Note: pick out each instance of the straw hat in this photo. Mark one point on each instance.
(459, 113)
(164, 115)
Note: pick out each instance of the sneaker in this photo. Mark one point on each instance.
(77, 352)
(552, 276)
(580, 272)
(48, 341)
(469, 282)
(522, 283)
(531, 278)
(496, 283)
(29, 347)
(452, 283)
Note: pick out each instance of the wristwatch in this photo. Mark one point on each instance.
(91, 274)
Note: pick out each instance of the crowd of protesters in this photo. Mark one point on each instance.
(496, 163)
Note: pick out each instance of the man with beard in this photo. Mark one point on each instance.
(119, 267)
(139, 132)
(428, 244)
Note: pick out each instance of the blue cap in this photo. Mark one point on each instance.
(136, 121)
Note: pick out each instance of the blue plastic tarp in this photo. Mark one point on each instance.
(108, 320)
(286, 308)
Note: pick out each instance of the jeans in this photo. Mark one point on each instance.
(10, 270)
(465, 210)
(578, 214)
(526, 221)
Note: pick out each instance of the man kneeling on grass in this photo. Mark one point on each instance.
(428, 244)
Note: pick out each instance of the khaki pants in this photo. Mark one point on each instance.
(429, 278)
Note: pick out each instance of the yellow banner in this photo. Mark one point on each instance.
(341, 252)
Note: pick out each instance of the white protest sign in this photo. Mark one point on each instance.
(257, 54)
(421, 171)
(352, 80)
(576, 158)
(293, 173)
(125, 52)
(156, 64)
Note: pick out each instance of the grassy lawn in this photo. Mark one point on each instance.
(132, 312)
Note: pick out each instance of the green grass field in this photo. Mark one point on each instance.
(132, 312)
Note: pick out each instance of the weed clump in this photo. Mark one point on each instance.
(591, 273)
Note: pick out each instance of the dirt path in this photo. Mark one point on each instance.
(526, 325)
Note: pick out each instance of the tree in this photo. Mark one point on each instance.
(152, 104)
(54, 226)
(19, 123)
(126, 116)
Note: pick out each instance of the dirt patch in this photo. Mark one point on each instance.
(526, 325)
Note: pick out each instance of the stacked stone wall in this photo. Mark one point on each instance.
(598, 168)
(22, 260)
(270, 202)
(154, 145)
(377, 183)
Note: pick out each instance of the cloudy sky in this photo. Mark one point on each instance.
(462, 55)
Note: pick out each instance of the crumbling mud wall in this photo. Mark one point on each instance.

----------------

> **Task prompt**
Reproduce all the records precisely.

> **Worked solution**
Note: pick out each instance of the straw hat in this photo. Mark one point on each instance.
(459, 113)
(164, 115)
Note: pick out each instance of the sneaker in this photo. Mark one point on each instance.
(77, 352)
(552, 276)
(580, 272)
(48, 341)
(469, 282)
(522, 283)
(531, 278)
(496, 283)
(29, 347)
(452, 283)
Note: pick out each instance of the wristwatch in this photo. Mark one point on each instance.
(91, 274)
Note: pick out each instance of the crowd of protesters in this photo. Mark one point on each instance.
(496, 163)
Note: pick out each instance of the man with beard in this photo. Mark one point on each instance.
(119, 267)
(139, 132)
(428, 244)
Note: pick out each instance of the blue cap in this photo. Mark one point on each instance.
(136, 121)
Note: pick out each instance of the blue plastic tarp in this photo. Mark one point on each instance.
(108, 320)
(286, 308)
Note: pick out each instance of the jeans in this photo. Mark one point on each instance.
(10, 270)
(465, 210)
(578, 214)
(526, 221)
Note: pick out each instance of the man kneeling on grass in this photo. Mark one point on each instance.
(428, 244)
Note: pick out each instance of the khaki pants in this photo. Mark one point on each instance.
(429, 278)
Note: pick out each instance of the yellow banner in this photo. Mark one point on each instance.
(341, 252)
Note: pick out each instance of the white protest sign in this photo. Mark one point on each instance.
(257, 54)
(421, 171)
(352, 80)
(576, 158)
(293, 173)
(125, 52)
(156, 64)
Note: pick out each instance of the grassy lawn in this photo. Mark one point on each instance.
(132, 312)
Note: pick out each instance of the green grass field in this photo. Mark one point on each instance.
(132, 312)
Note: pick out each instance of the weed clump in this photo. Mark one point on each instance.
(591, 273)
Note: pick out each instance of the dirt path in this photo. Mark one point on each instance.
(526, 325)
Note: pick out each instance of the tree in this photo. Mark one point on each instance.
(152, 104)
(54, 226)
(19, 123)
(126, 116)
Note: pick out each instance of the dirt patch in this photo. Mark one point on each instance.
(526, 325)
Note: pick out each instance of the stacked stone wall in this photo. Mark one point on each instance.
(598, 168)
(22, 260)
(270, 202)
(154, 145)
(377, 183)
Note: pick out each instance of the cloudy sky in this photo. Mark one point on each instance.
(462, 55)
Note: pick out each instance of the crumbling mud wall in this photo. Mark one point on each instance.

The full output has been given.